#### Provided records ####

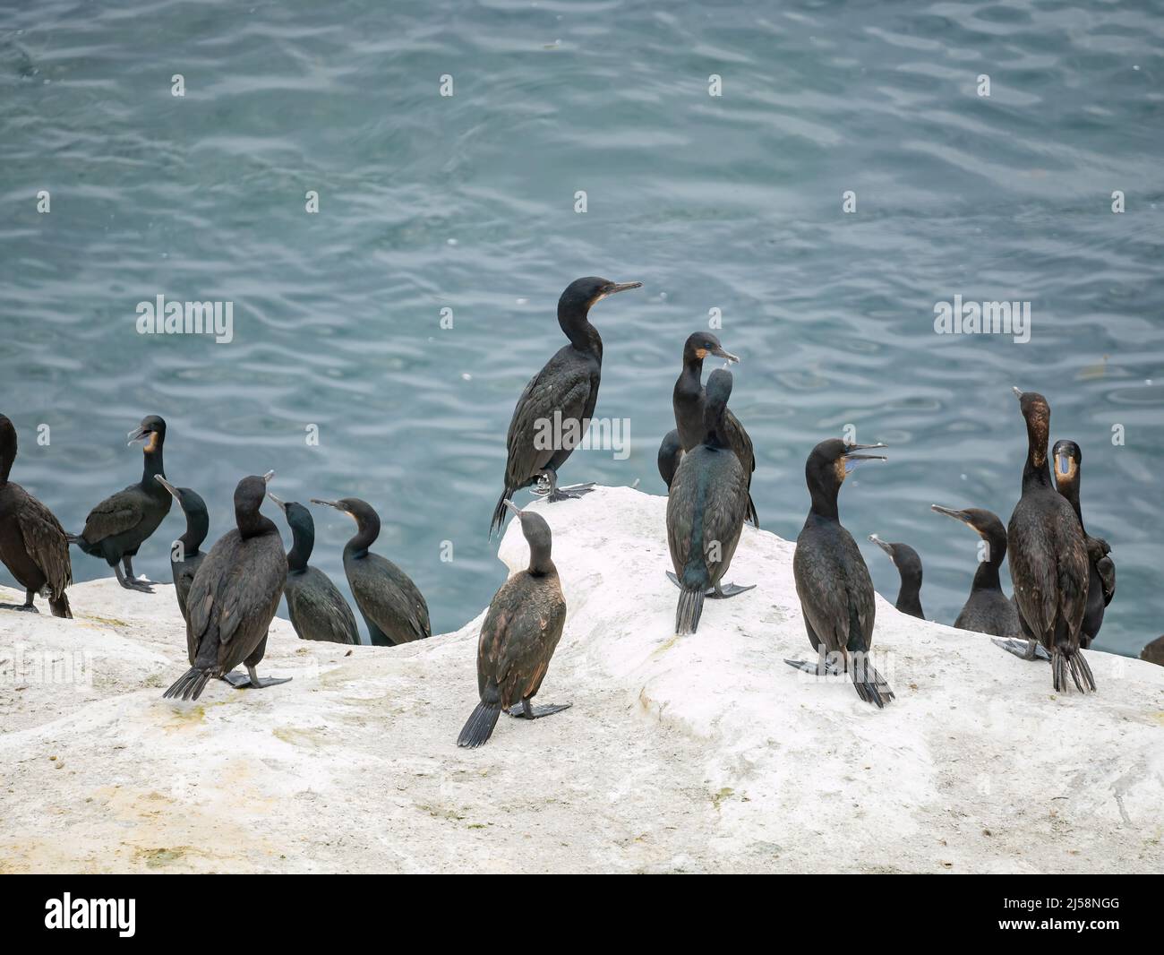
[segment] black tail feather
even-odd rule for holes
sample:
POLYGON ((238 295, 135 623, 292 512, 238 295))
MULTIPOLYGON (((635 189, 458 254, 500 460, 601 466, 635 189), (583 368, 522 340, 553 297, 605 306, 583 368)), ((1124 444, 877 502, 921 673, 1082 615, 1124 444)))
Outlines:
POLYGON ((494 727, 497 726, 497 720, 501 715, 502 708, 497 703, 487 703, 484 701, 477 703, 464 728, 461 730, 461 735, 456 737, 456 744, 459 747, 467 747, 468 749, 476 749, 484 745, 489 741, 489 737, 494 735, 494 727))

####

Task goal »
Retype the material above line for line, without changing any character, and leave out the image.

Exercise response »
[segment] black tail feather
even-odd rule for holes
sample:
POLYGON ((238 295, 135 623, 292 512, 238 295))
MULTIPOLYGON (((635 189, 458 254, 500 460, 601 466, 635 189), (583 368, 522 340, 553 297, 605 306, 583 368)), ((1124 444, 877 502, 921 673, 1082 615, 1124 444)))
Outlines:
POLYGON ((494 727, 497 726, 497 720, 501 715, 502 708, 497 703, 487 703, 484 701, 477 703, 464 728, 461 730, 461 735, 456 737, 456 744, 459 747, 467 747, 468 749, 476 749, 484 745, 489 741, 489 737, 494 735, 494 727))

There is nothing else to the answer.